■ **TEXT PROVIDED**
May 30 2011

Seismologists Charged with Manslaughter

The Italian Government has charged their top seismologists with manslaughter because they failed to predict the devastating 2009 earthquake, which killed 308 people. The scientists, and the seismology community, are stunned – primarily because it’s impossible to predict earthquakes.

On it’s surface the story is pretty sensational and downright silly:

Judge Giuseppe Romano Gargarella said that the seven defendants had supplied “imprecise, incomplete and contradictory information,” in a press conference following a meeting held by the committee 6 days before the quake, reported the Italian daily Corriere della Sera.

That may have something to do with the fact that earthquake science is imprecise, incomplete, and often produces contradictory information. The scientists and their colleagues are calling this a witch hunt and warn that it will have a chilling effect on scientists, a very real concern.

I have to say, however, that I get the uneasy feeling that I am not getting the entire story. The media (at least the English-speaking media) are telling one story – the government is going after scientists for not predicting the impossible to predict. This may, in fact, be the actual story. But I wonder if there are some nuances here that we are missing. For example, did the scientists make any irresponsible statements that had nothing to do directly with their ability to predict the quake? I’m just speculating, but this is a story I would not take at face value until more information comes to light.

■ **DATA LISTING**
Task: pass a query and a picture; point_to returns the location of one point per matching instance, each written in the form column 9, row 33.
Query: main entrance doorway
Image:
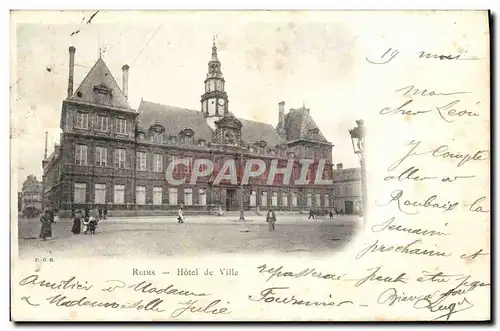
column 231, row 203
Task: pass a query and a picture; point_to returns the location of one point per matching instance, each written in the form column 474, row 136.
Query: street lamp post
column 242, row 212
column 358, row 144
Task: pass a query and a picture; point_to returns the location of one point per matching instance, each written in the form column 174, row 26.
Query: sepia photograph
column 250, row 165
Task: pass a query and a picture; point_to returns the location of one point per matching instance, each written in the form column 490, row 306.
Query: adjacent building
column 347, row 189
column 31, row 194
column 115, row 156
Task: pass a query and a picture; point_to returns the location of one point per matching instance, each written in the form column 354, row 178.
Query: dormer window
column 102, row 94
column 187, row 136
column 157, row 137
column 313, row 133
column 121, row 125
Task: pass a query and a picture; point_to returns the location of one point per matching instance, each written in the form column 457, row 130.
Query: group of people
column 47, row 219
column 85, row 221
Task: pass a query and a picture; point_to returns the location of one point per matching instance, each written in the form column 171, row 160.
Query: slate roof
column 100, row 75
column 298, row 122
column 176, row 119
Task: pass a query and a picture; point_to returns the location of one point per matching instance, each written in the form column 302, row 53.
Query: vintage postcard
column 250, row 166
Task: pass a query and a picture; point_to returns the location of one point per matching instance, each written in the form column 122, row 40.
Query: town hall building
column 112, row 155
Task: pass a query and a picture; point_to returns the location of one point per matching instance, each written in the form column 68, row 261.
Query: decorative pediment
column 229, row 122
column 187, row 133
column 157, row 127
column 261, row 143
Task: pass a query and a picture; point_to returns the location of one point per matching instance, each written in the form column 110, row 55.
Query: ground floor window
column 157, row 195
column 119, row 194
column 263, row 199
column 202, row 196
column 188, row 196
column 253, row 198
column 172, row 196
column 284, row 199
column 80, row 192
column 100, row 193
column 140, row 195
column 274, row 200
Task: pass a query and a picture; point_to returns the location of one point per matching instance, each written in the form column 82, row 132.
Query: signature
column 269, row 295
column 441, row 151
column 192, row 306
column 428, row 203
column 389, row 225
column 279, row 272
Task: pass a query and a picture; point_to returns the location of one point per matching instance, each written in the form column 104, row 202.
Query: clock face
column 230, row 136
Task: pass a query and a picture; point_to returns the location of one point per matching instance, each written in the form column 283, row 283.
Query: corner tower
column 214, row 102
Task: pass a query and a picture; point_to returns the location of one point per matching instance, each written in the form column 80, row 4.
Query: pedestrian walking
column 77, row 222
column 180, row 217
column 46, row 229
column 271, row 219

■ **PROBLEM SET**
a - In the article on the seismologists charged with manslaughter, rewrite the paragraph beginning "The Italian Government has charged" as a shorter version that keeps its main facts.
b - From the article on the seismologists charged with manslaughter, copy the passage that begins at the words "I have to say, however, that" and stops after the words "comes to light.".
c - According to the article on the seismologists charged with manslaughter, how many days before the quake was the committee meeting held?

■ **YOUR WRITTEN ANSWERS**
a - Italy's government has charged its top seismologists with manslaughter for failing to predict the 2009 earthquake that killed 308 people. The scientists and the seismology community are stunned, mainly because earthquakes cannot be predicted.

b -
I have to say, however, that I get the uneasy feeling that I am not getting the entire story. The media (at least the English-speaking media) are telling one story – the government is going after scientists for not predicting the impossible to predict. This may, in fact, be the actual story. But I wonder if there are some nuances here that we are missing. For example, did the scientists make any irresponsible statements that had nothing to do directly with their ability to predict the quake? I’m just speculating, but this is a story I would not take at face value until more information comes to light.

c - 6 days before the quake.